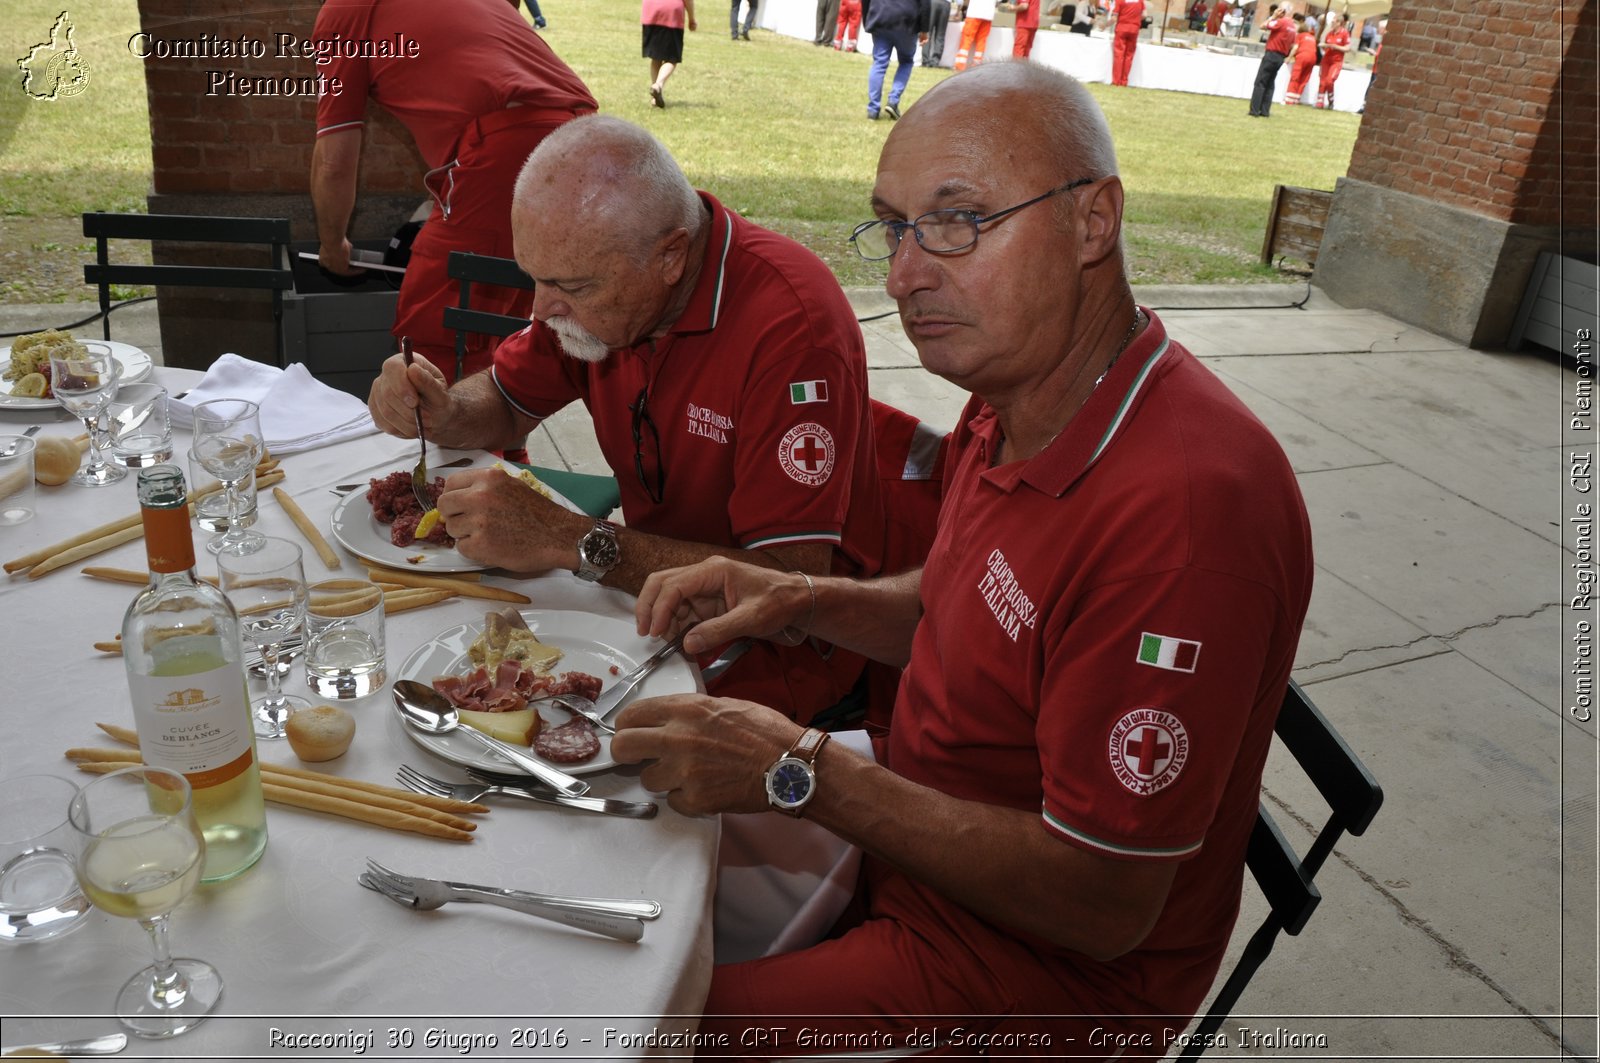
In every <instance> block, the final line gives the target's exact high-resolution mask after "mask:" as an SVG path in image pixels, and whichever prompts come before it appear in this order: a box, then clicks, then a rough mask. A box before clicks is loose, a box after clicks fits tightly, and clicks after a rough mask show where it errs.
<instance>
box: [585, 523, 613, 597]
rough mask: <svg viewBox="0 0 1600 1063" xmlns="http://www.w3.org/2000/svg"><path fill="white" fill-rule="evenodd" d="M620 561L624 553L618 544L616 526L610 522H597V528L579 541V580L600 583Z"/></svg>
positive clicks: (595, 582)
mask: <svg viewBox="0 0 1600 1063" xmlns="http://www.w3.org/2000/svg"><path fill="white" fill-rule="evenodd" d="M619 560H622V551H621V548H619V546H618V543H616V525H614V523H611V522H610V520H595V527H592V528H589V532H587V533H586V535H584V538H581V540H578V578H579V580H587V581H589V583H600V581H602V580H603V578H605V573H608V572H611V570H613V568H616V564H618V562H619Z"/></svg>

Problem details - Pull out all lines from the listing that contain the string "instance".

Answer for the task -
In every <instance> block, the final line gives the target's exact high-resolution mask after "mask:" as an SVG path in image pixels, and whichever prompts come before it appear in this order: a box, then clicks, then a rough mask. A box before clicks is loose, a box after clicks fits tightly, and clicks after a rough mask show where it errs.
<instance>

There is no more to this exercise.